# [Tasks for this exercise]
[a] Answer each question from the passage on trigonometric identities, with one answer per line, marked the same way.
(i) Which identity does the passage say is established by simplifying sec(θ)/tan(θ)?
(ii) What equation does the passage cite as an example of an algebra book's "show that" question?
(iii) According to the passage, what kind of problem is a "prove the identity" problem like?
[b] Continue the passage on proving trigonometric identities, starting after its final sentence.

By showing that $$\dfrac{\sec \left(\theta \right)}{\tan \left(\theta \right)}$$ can be simplified to $$\csc \left(\theta \right)$$, we have, in fact, established a new identity: that $$\dfrac{\sec \left(\theta \right)}{\tan \left(\theta \right)} =\csc \left(\theta \right)$$.

Occasionally a question may ask you to “prove the identity” or “establish the identity.” This is the same idea as when an algebra book asks a question like “show that $$(x-1)^{2} =x^{2} -2x+1$$.” In this type of question, we must show the algebraic manipulations that demonstrate that the left and right side of the equation are in fact equal. You can think of a “prove the identity” problem as a simplification problem where you know the answer: you know what the end goal of the simplification should be, and just need to show the steps to get there.

# [Provided information]

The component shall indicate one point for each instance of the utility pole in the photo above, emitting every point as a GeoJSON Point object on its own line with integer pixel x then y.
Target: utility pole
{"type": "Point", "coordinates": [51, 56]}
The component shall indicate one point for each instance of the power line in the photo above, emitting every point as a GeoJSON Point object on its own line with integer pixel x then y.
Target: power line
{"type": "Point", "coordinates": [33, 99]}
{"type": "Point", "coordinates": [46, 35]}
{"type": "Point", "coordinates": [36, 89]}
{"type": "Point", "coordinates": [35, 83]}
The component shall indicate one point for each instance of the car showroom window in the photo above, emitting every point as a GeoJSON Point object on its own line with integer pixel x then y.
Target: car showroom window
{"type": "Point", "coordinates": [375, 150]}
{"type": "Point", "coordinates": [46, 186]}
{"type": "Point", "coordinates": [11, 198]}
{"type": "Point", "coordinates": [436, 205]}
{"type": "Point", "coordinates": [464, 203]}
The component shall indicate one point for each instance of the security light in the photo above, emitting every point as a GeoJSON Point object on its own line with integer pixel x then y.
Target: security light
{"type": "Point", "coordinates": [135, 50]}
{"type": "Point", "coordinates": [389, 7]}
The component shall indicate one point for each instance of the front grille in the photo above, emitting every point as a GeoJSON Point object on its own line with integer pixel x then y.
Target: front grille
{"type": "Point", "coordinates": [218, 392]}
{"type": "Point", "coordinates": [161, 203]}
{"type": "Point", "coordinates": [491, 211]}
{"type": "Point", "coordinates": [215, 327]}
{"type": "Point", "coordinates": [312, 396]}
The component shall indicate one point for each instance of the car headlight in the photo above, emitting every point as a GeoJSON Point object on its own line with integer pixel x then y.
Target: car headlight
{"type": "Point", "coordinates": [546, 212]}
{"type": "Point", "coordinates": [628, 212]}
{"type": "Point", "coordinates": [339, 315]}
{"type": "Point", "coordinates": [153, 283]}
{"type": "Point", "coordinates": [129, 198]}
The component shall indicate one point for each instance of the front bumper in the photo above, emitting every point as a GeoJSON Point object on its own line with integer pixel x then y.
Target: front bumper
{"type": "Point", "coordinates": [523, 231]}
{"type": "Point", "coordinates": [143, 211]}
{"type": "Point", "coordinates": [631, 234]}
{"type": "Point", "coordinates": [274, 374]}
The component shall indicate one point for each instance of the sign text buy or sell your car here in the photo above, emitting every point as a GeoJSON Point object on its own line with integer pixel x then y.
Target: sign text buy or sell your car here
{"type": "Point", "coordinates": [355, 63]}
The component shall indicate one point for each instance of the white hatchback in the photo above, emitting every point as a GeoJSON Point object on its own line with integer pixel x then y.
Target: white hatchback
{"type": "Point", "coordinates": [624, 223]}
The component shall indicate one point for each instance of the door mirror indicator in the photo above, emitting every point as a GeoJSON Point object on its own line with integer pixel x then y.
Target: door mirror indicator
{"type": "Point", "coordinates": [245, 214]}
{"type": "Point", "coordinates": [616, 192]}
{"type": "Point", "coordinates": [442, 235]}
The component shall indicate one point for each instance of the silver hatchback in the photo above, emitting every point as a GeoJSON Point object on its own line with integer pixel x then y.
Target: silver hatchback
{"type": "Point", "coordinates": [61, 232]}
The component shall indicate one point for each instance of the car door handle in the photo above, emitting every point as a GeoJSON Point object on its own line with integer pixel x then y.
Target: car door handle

# [Answers below]
[a]
(i) sec(θ)/tan(θ) = csc(θ)
(ii) (x − 1)² = x² − 2x + 1
(iii) A simplification problem where you know the answer: you know the end goal and only need to show the steps to get there.

[b]
To prove an identity, in most cases you will start with the expression on one side of the identity and manipulate it using algebra and trigonometric identities until you have simplified it to the expression on the other side of the equation. Do not treat the identity like an equation to solve – it isn’t! The proof is establishing the two expressions are equal, so we must take care to work with one side at a time rather than applying an operation simultaneously to both sides of the equation.

Example  $$\PageIndex{3}$$

Prove the identity $$\dfrac{1+\cot (\alpha )}{\csc (\alpha )} =\sin (\alpha )+\cos (\alpha )$$.

Solution

Since the left side seems a bit more complicated, we will start there and simplify the expression until we obtain the right side. We can use the right side as a guide for what might be good steps to make. In this case, the left side involves a fraction while the right side doesn’t, which suggests we should look to see if the fraction can be reduced.

Additionally, since the right side involves sine and cosine and the left does not, it suggests that rewriting the cotangent and cosecant using sine and cosine might be a good idea.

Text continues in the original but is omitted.